*THE REQUEST:*
Revise every row below so that each "absolute pixel coordinates" becomes "pixel coordinates of the original image", with nothing else altered.

[Rows of labeled boxes]
──────

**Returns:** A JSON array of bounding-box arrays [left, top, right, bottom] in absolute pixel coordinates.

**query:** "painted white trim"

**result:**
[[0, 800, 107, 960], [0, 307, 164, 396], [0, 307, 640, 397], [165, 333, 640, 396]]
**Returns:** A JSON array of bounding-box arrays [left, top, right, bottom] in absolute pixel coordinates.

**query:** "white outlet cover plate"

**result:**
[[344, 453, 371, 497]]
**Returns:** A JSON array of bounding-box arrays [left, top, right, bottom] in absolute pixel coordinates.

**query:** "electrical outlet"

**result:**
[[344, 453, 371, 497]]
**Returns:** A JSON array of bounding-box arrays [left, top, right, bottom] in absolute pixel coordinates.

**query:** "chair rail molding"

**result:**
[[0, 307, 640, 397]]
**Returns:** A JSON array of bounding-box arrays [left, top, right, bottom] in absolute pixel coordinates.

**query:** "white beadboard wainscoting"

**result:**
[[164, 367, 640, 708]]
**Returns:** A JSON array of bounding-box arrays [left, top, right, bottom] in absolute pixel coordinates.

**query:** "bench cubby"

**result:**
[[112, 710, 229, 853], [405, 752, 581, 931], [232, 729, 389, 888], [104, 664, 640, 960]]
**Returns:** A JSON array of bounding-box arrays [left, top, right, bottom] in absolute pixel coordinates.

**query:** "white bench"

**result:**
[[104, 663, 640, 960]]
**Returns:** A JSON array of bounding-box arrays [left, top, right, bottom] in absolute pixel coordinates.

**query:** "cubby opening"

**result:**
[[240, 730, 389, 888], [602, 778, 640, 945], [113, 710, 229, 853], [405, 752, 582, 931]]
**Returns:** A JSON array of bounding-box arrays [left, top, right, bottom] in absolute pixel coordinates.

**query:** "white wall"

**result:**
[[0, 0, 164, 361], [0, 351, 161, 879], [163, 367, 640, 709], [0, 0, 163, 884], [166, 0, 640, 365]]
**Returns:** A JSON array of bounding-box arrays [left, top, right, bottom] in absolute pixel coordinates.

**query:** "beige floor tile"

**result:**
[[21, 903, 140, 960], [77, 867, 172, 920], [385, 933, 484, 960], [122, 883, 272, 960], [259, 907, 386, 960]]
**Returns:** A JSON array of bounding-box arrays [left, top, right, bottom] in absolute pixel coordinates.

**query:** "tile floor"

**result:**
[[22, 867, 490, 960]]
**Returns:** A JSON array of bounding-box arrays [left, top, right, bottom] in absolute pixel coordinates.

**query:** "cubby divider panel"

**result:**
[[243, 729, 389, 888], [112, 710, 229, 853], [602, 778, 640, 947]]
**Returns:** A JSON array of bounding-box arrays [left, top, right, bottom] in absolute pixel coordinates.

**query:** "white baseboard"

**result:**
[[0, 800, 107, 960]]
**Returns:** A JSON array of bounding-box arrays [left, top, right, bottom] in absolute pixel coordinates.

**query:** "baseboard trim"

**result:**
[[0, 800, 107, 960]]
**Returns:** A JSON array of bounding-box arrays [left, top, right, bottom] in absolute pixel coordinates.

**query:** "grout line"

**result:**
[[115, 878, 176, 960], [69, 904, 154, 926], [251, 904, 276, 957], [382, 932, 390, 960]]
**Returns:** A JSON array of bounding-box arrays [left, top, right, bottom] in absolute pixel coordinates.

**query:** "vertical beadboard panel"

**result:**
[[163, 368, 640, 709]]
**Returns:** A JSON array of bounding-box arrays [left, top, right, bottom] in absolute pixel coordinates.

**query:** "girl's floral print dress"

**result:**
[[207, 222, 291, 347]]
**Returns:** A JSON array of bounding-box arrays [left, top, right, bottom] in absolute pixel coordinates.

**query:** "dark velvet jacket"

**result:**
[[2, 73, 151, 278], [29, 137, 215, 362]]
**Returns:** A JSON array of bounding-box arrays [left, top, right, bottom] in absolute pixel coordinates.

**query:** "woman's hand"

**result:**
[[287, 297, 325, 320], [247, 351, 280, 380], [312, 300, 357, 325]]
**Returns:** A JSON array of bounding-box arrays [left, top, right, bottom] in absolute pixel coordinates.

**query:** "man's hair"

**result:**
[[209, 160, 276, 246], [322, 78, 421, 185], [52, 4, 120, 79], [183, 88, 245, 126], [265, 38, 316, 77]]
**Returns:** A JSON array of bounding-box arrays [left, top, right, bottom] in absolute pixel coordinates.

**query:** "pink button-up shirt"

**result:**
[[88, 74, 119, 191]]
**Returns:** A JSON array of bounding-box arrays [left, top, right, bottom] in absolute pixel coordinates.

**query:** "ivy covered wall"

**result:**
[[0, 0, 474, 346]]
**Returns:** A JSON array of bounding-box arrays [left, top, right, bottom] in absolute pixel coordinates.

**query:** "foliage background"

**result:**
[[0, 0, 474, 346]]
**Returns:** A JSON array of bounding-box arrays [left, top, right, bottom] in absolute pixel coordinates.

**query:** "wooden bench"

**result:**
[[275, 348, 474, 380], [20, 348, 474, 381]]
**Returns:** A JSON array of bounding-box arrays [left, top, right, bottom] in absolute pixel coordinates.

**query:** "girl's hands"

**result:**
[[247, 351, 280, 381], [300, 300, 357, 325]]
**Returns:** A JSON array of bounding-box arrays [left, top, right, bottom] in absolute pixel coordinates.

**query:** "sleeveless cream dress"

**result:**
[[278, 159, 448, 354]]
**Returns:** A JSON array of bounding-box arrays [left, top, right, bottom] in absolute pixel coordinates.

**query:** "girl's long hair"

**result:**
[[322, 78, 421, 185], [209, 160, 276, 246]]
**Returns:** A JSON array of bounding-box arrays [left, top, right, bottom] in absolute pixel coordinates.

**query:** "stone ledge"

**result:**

──────

*ANSWER TO THE EXERCISE:*
**Returns:** A JSON array of bounding-box arrays [left, top, right, bottom] in pixel coordinates of the original image.

**query:** "painted white trim"

**result:**
[[0, 800, 107, 960], [0, 307, 164, 396], [0, 307, 640, 397], [165, 333, 640, 396]]
**Returns:** A JSON array of bounding-box arrays [left, top, right, bottom] in pixel coordinates of the original image.

**query:** "white outlet cover plate"

**result:**
[[344, 453, 371, 497]]
**Returns:** A JSON array of bounding-box arrays [left, top, right, bottom] in pixel coordinates of the original image.

**query:** "electrical outlet"

**result:**
[[344, 453, 371, 497]]
**Returns:** A JSON array of bounding-box arrays [left, top, right, bottom] in pixel coordinates of the original image.

**query:** "chair rail molding"

**result:**
[[0, 307, 640, 397]]
**Returns:** A JSON array of bounding-box arrays [left, top, right, bottom] in pixel coordinates of the original image.

**query:** "white beadboard wainscoting"

**result:**
[[164, 367, 640, 708]]
**Returns:** A JSON array of bounding-box arrays [left, top, right, bottom] in pixel coordinates of the original image.

**query:** "bench cubby"

**result:**
[[112, 710, 229, 853], [405, 752, 581, 931], [232, 729, 389, 888], [104, 664, 640, 960]]
**Returns:** A JSON array of bounding-box arrays [left, top, right, bottom] in pixel coordinates of the original image.

**query:** "white bench"

**result:**
[[104, 663, 640, 960]]
**Returns:** A JSON array of bounding-box arrays [left, top, right, bottom] in pixel coordinates of the original image.

**query:** "cubby opening"

**result:**
[[240, 730, 389, 888], [602, 778, 640, 945], [113, 710, 229, 853], [405, 752, 582, 931]]
**Returns:** A JSON array of bounding-box arrays [left, top, right, bottom] in pixel coordinates of the original image.

**query:** "white wall"

**result:**
[[0, 0, 164, 361], [0, 351, 161, 879], [163, 367, 640, 709], [0, 0, 163, 884], [166, 0, 640, 365]]
**Returns:** A JSON array of bounding-box arrays [left, top, right, bottom] in pixel coordinates of the original image.

**query:** "beige floor tile"

**result:**
[[21, 903, 140, 960], [77, 867, 172, 920], [385, 933, 484, 960], [122, 883, 272, 960], [259, 907, 386, 960]]
**Returns:** A JSON array of bounding-box arrays [left, top, right, bottom] in pixel coordinates of the original image.

**query:** "tile floor"

**result:**
[[22, 867, 490, 960]]
**Returns:** A JSON array of bounding-box arrays [left, top, right, bottom] in pixel coordinates of the original image.

**query:** "cubby divider panel"

**result:**
[[243, 729, 389, 888], [112, 710, 229, 853], [602, 778, 640, 947]]
**Returns:** A JSON array of bounding-box arrays [left, top, right, bottom] in pixel coordinates of the original image.

**query:** "white baseboard"

**result:**
[[0, 800, 107, 960]]
**Returns:** A JSON array of bounding-box arrays [left, top, right, bottom] in pixel coordinates of the original image.

**query:** "baseboard trim"

**result:**
[[0, 800, 107, 960]]
**Returns:** A JSON array of bounding-box arrays [left, top, right, bottom] in pixel coordinates of the original image.

**query:** "grout line"

**result:**
[[115, 878, 176, 960], [69, 904, 154, 926], [251, 904, 276, 957], [382, 932, 390, 960]]
**Returns:** A JSON array of bounding-box arrays [left, top, right, bottom] in pixel coordinates of the original image.

**query:** "vertical beadboard panel"

**result:**
[[163, 368, 640, 709]]
**Returns:** A JSON array of bounding-box arrays [left, top, right, bottom] in pixel coordinates of the original image.

**query:** "girl's floral print dress"

**result:**
[[207, 222, 291, 347]]
**Returns:** A JSON array of bounding-box arrays [left, top, right, bottom] in pixel coordinates of the original image.

**query:** "dark velvet jacket"

**result:**
[[2, 73, 151, 278], [29, 137, 215, 362]]
**Returns:** A JSON array of bounding-box arrays [left, top, right, bottom] in pixel coordinates of the original image.

**query:** "woman's hand"

**result:**
[[287, 297, 325, 320], [247, 351, 280, 380], [312, 300, 357, 325]]
**Returns:** A JSON array of bounding-box arrays [left, top, right, bottom] in pixel coordinates of the original image.

**query:** "man's hair"

**result:**
[[209, 160, 276, 246], [322, 78, 421, 185], [52, 4, 120, 79], [183, 88, 245, 126], [265, 38, 316, 77]]
**Returns:** A JSON array of bounding-box arrays [left, top, right, bottom] in pixel coordinates of the original image.

**query:** "pink button-up shirt"

**result:**
[[88, 74, 119, 191]]
**Returns:** A JSON array of bounding-box arrays [left, top, right, bottom] in pixel coordinates of the original image.

**query:** "ivy covered wall"

**result:**
[[0, 0, 474, 346]]
**Returns:** A JSON array of bounding-box arrays [left, top, right, bottom] in pixel coordinates of the original image.

**query:** "foliage background"

**result:**
[[0, 0, 474, 346]]
**Returns:** A JSON array of bounding-box arrays [left, top, right, bottom] in pixel coordinates of the original image.

**query:** "wooden bench"

**result:**
[[275, 348, 474, 380], [20, 348, 474, 381]]
**Returns:** A JSON array of bounding-box arrays [left, top, right, bottom] in pixel coordinates of the original image.

**query:** "girl's hands"

**result:**
[[247, 351, 280, 381], [300, 300, 357, 325]]
**Returns:** A JSON array of bounding-box arrays [left, top, right, bottom] in pixel coordinates of the original image.

**query:** "sleeveless cream dress"

**result:**
[[278, 159, 448, 354]]
**Returns:** A JSON array of bounding-box arrays [left, top, right, bottom] in pixel coordinates of the original image.

**query:** "girl's long hair"

**result:**
[[322, 78, 421, 185], [209, 160, 276, 246]]
**Returns:** A JSON array of bounding-box arrays [left, top, right, bottom] in pixel coordinates of the original image.

**query:** "stone ledge"

**result:**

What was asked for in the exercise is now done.